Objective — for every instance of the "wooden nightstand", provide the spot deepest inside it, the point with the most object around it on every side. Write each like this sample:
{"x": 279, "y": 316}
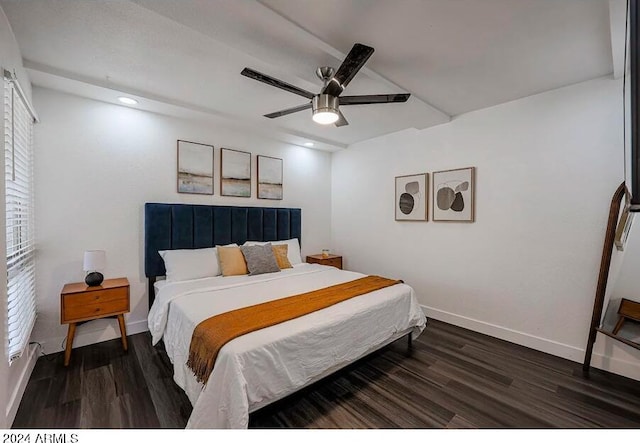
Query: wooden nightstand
{"x": 628, "y": 309}
{"x": 330, "y": 260}
{"x": 80, "y": 303}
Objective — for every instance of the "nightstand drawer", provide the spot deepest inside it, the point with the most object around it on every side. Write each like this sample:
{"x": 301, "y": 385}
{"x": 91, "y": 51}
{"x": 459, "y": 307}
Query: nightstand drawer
{"x": 331, "y": 260}
{"x": 629, "y": 308}
{"x": 336, "y": 262}
{"x": 78, "y": 307}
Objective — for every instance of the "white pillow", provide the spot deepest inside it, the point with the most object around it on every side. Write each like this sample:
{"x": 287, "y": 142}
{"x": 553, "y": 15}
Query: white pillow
{"x": 293, "y": 253}
{"x": 188, "y": 264}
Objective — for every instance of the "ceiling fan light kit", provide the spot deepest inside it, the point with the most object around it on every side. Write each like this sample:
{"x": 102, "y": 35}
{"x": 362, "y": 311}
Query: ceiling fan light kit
{"x": 324, "y": 106}
{"x": 325, "y": 109}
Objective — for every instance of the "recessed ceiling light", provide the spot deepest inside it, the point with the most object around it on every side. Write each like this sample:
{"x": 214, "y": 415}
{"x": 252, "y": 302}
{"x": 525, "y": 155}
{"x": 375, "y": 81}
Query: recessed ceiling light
{"x": 128, "y": 101}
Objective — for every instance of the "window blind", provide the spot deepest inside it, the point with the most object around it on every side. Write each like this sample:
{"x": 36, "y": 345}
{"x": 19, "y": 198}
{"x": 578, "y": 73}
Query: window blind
{"x": 19, "y": 203}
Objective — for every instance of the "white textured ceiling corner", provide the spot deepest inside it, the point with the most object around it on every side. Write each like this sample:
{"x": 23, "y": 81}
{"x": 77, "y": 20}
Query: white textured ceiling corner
{"x": 184, "y": 57}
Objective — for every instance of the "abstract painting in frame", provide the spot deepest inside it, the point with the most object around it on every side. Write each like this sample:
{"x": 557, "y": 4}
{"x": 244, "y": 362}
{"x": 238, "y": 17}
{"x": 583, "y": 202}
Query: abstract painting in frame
{"x": 235, "y": 173}
{"x": 195, "y": 168}
{"x": 411, "y": 197}
{"x": 269, "y": 178}
{"x": 454, "y": 194}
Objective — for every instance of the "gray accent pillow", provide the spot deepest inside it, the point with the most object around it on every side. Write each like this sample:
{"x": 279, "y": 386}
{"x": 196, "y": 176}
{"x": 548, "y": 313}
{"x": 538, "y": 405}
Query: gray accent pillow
{"x": 260, "y": 259}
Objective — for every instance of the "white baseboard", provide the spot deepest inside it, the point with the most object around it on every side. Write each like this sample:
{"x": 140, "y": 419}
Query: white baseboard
{"x": 95, "y": 331}
{"x": 16, "y": 396}
{"x": 626, "y": 368}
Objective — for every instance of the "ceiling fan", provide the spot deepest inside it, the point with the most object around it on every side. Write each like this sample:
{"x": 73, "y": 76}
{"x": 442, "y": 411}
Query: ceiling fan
{"x": 325, "y": 105}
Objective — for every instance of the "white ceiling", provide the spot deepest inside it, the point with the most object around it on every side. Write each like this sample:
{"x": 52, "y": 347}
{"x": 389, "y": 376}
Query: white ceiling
{"x": 184, "y": 57}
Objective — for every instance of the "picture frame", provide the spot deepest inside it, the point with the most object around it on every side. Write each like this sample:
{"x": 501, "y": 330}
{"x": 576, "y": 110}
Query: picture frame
{"x": 453, "y": 195}
{"x": 235, "y": 173}
{"x": 194, "y": 168}
{"x": 269, "y": 178}
{"x": 411, "y": 200}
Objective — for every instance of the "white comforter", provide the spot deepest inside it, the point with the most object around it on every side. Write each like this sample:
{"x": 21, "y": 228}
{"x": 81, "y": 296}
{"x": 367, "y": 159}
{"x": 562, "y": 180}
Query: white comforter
{"x": 263, "y": 366}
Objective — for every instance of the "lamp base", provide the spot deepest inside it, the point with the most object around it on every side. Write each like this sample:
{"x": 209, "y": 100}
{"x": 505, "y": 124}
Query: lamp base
{"x": 94, "y": 279}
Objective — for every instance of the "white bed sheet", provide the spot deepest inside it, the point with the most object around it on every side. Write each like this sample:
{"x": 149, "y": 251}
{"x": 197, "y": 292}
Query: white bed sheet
{"x": 258, "y": 368}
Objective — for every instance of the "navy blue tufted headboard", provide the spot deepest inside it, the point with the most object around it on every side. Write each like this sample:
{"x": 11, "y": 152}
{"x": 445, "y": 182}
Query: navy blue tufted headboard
{"x": 183, "y": 226}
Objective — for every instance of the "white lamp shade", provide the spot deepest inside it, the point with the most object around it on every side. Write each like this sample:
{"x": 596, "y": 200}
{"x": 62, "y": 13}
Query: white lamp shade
{"x": 94, "y": 260}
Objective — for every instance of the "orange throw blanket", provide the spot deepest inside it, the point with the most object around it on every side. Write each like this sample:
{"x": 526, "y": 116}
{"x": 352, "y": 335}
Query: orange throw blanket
{"x": 213, "y": 333}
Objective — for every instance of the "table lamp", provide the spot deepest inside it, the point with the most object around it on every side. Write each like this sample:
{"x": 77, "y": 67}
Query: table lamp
{"x": 94, "y": 261}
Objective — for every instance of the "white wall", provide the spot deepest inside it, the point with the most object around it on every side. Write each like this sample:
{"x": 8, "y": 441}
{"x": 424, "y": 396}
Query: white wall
{"x": 13, "y": 378}
{"x": 96, "y": 166}
{"x": 527, "y": 268}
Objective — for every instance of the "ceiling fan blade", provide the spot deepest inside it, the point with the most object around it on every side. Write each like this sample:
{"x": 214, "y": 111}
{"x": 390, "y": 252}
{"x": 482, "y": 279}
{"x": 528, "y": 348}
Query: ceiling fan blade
{"x": 370, "y": 99}
{"x": 341, "y": 121}
{"x": 248, "y": 72}
{"x": 289, "y": 111}
{"x": 355, "y": 60}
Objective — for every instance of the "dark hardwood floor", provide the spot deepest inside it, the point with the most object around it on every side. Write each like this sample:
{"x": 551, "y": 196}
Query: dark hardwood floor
{"x": 453, "y": 378}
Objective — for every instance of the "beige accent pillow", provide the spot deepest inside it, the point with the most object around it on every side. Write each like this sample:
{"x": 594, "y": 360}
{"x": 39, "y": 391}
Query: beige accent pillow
{"x": 280, "y": 252}
{"x": 232, "y": 261}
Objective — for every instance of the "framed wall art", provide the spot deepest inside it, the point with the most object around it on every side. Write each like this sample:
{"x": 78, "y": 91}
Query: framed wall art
{"x": 195, "y": 168}
{"x": 411, "y": 197}
{"x": 269, "y": 178}
{"x": 235, "y": 173}
{"x": 454, "y": 194}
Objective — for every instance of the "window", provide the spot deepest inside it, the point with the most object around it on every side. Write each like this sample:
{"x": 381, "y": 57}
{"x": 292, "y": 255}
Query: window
{"x": 18, "y": 158}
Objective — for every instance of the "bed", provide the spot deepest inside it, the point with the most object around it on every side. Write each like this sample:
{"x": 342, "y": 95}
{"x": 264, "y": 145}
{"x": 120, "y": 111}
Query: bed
{"x": 263, "y": 366}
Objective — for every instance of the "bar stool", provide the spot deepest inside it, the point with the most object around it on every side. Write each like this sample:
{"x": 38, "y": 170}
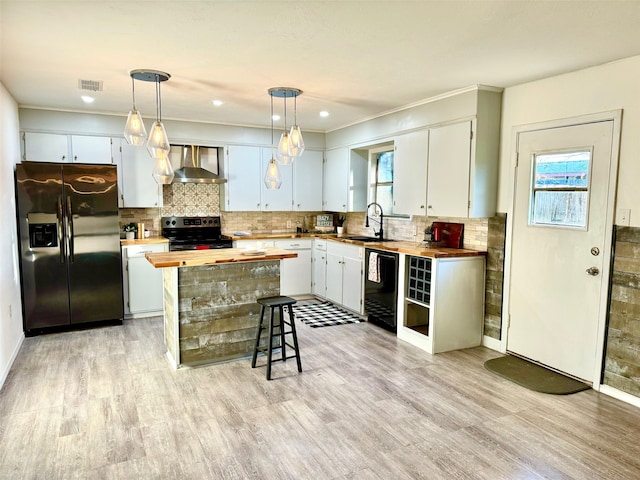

※ ※ ※

- [What is needed] Your task is to return the entries above exactly, with no pictures.

- [Exercise response]
Objective — for every instance of the "wooden nightstand", provide the spot deepest inside it, the point with the most object around it on every side. Write each like this sample:
{"x": 279, "y": 316}
Query: wooden nightstand
{"x": 628, "y": 309}
{"x": 330, "y": 260}
{"x": 80, "y": 303}
Objective — for every instance of the "nightstand drawer", provide the spot deepest inside it, the point with the most object around it on every side. Write each like this sample:
{"x": 301, "y": 385}
{"x": 91, "y": 51}
{"x": 459, "y": 307}
Query: nightstand drawer
{"x": 331, "y": 260}
{"x": 629, "y": 308}
{"x": 336, "y": 262}
{"x": 78, "y": 307}
Objective — for every instance of the "white pillow", provide the spot deepest inside it, the point with the most object around it on every side. Write each like this sample:
{"x": 287, "y": 142}
{"x": 553, "y": 15}
Query: white pillow
{"x": 293, "y": 253}
{"x": 188, "y": 264}
Objective — for every instance of the "ceiling fan light kit", provide the spot deepest inside it, the point with the most object around it on every side. Write each like this sample:
{"x": 102, "y": 35}
{"x": 362, "y": 311}
Query: ceiling fan light kit
{"x": 324, "y": 106}
{"x": 325, "y": 109}
Objective — for every instance of the "recessed ceiling light", provide the spot deepest inside it, the point with the most object around it on every side. Write each like this sample:
{"x": 214, "y": 415}
{"x": 252, "y": 302}
{"x": 525, "y": 155}
{"x": 375, "y": 81}
Query: recessed ceiling light
{"x": 128, "y": 101}
Objective — for every instance of the "window blind", provide the spot deepest inside it, the point with the most object around it on every side. Write each like this sample:
{"x": 36, "y": 345}
{"x": 19, "y": 198}
{"x": 578, "y": 73}
Query: window blind
{"x": 19, "y": 203}
Objective — for every instance of the "white textured ceiling corner", provide the spot deepest inside it, the point with the most object around it on every side. Write each like this sample:
{"x": 23, "y": 81}
{"x": 77, "y": 20}
Query: white textured ceiling corner
{"x": 184, "y": 57}
Objective — for every instance of the "abstract painting in frame", provide the spot deepest inside it, the point with the most object around it on every side. Write each like this sample:
{"x": 557, "y": 4}
{"x": 244, "y": 362}
{"x": 238, "y": 17}
{"x": 583, "y": 202}
Query: abstract painting in frame
{"x": 235, "y": 173}
{"x": 195, "y": 168}
{"x": 411, "y": 197}
{"x": 269, "y": 178}
{"x": 454, "y": 194}
Objective — for every instance of the "gray accent pillow", provide the spot deepest inside it, the point with the most object around it on every side. Write each like this sample:
{"x": 279, "y": 386}
{"x": 196, "y": 176}
{"x": 548, "y": 313}
{"x": 538, "y": 405}
Query: gray accent pillow
{"x": 260, "y": 259}
Objective — for every instance of the "white baseboard", provide the spot deepest inside it, the point with the most object around it on every side. Write each like this sample:
{"x": 140, "y": 419}
Query: white baseboard
{"x": 95, "y": 331}
{"x": 16, "y": 396}
{"x": 626, "y": 368}
Objective — for every instance of the "ceiling fan", provide the spot deepest inside it, the point with the most object around it on every side. Write each like this sample:
{"x": 73, "y": 76}
{"x": 442, "y": 411}
Query: ceiling fan
{"x": 325, "y": 105}
Objective — for every instance of the "white ceiling", provide the spot deepest inside it, the point with the most object around it on every side. Write each like this sample:
{"x": 52, "y": 347}
{"x": 389, "y": 376}
Query: white ceiling
{"x": 184, "y": 57}
Objective — for every instance of the "picture frame", provide the spot deepest inside it, the point with the most object around it on every side. Write each like this sample:
{"x": 501, "y": 330}
{"x": 576, "y": 110}
Query: picture frame
{"x": 453, "y": 195}
{"x": 235, "y": 173}
{"x": 194, "y": 168}
{"x": 269, "y": 178}
{"x": 411, "y": 200}
Objective — for every instance of the "white comforter", provide the spot deepest inside it, the point with the most object around it on every side. Write each like this sample:
{"x": 21, "y": 228}
{"x": 81, "y": 296}
{"x": 367, "y": 159}
{"x": 562, "y": 180}
Query: white comforter
{"x": 263, "y": 366}
Objective — for every instance of the "lamp base", provide the spot deepest inside it, the point with the most object around it on every side. Write each like this sample:
{"x": 209, "y": 100}
{"x": 505, "y": 124}
Query: lamp base
{"x": 94, "y": 279}
Objective — for every instance of the "white bed sheet", provide the spot deepest inside it, the point with the most object around it on every side. Write each like this sample:
{"x": 149, "y": 251}
{"x": 197, "y": 292}
Query: white bed sheet
{"x": 258, "y": 368}
Objective — for every instance of the "navy blue tufted headboard", provide the spot deepest inside it, the point with the most object around it on every side. Write each like this sample:
{"x": 11, "y": 152}
{"x": 445, "y": 182}
Query: navy blue tufted headboard
{"x": 183, "y": 226}
Objective — for every instance of the "white lamp shade", provide the spot deepest inside it, the point with the most object around it on every side. Write each like this sample:
{"x": 596, "y": 200}
{"x": 62, "y": 13}
Query: white lamp shade
{"x": 94, "y": 260}
Objective — for every instance of the "orange throw blanket", provide the spot deepest inside it, the point with the most object around it on every side. Write each like this sample:
{"x": 526, "y": 116}
{"x": 352, "y": 335}
Query: orange throw blanket
{"x": 213, "y": 333}
Objective — for every instance of the "table lamp", provide the spot deepest inside it, the point with the most object around it on every side. Write each like this sample:
{"x": 77, "y": 67}
Query: table lamp
{"x": 94, "y": 261}
Objective — for every instance of the "white wall", provide the spot deepest inside it, the point with the most object around it on every side. Write each like this sample:
{"x": 8, "y": 441}
{"x": 424, "y": 396}
Query: white wall
{"x": 13, "y": 378}
{"x": 96, "y": 166}
{"x": 527, "y": 268}
Objective — for every instance of the "ceiling fan blade", provide the spot deepest inside it, the point with the most object around it on every side. Write each like this sample:
{"x": 214, "y": 111}
{"x": 390, "y": 252}
{"x": 482, "y": 279}
{"x": 528, "y": 348}
Query: ceiling fan blade
{"x": 370, "y": 99}
{"x": 341, "y": 121}
{"x": 248, "y": 72}
{"x": 289, "y": 111}
{"x": 355, "y": 60}
Objective — for every instance of the "dark hardwood floor", provide the spot deepest inside it, the point with the most object around it on every side. Write each like this sample:
{"x": 551, "y": 196}
Query: dark hardwood floor
{"x": 453, "y": 378}
Objective — for every instance of the "beige accent pillow", provide the spot deepest inside it, the point with the most object around it on every side. Write each like this sample:
{"x": 594, "y": 360}
{"x": 39, "y": 391}
Query: beige accent pillow
{"x": 280, "y": 252}
{"x": 232, "y": 261}
Objective — for every instance of the "framed wall art", provide the spot deepest inside it, the point with the most object around it on every side. Write each like this sample:
{"x": 78, "y": 91}
Query: framed wall art
{"x": 195, "y": 168}
{"x": 411, "y": 197}
{"x": 269, "y": 178}
{"x": 235, "y": 173}
{"x": 454, "y": 194}
Objective — for every instance of the "window", provide the spot deepest inside it, the point with the most object around it on every side. Write each like this sample:
{"x": 381, "y": 57}
{"x": 292, "y": 255}
Query: window
{"x": 18, "y": 158}
Objective — for every instance of the "bed", provide the spot deepest inside it, the point with the most object around it on every side. Write each like this sample:
{"x": 342, "y": 95}
{"x": 264, "y": 145}
{"x": 120, "y": 111}
Query: bed
{"x": 263, "y": 366}
Objective — for every instance of the "bar stool", provide the spot deepest inside it, the point with the most object around it on every side. Write each like this sample:
{"x": 38, "y": 170}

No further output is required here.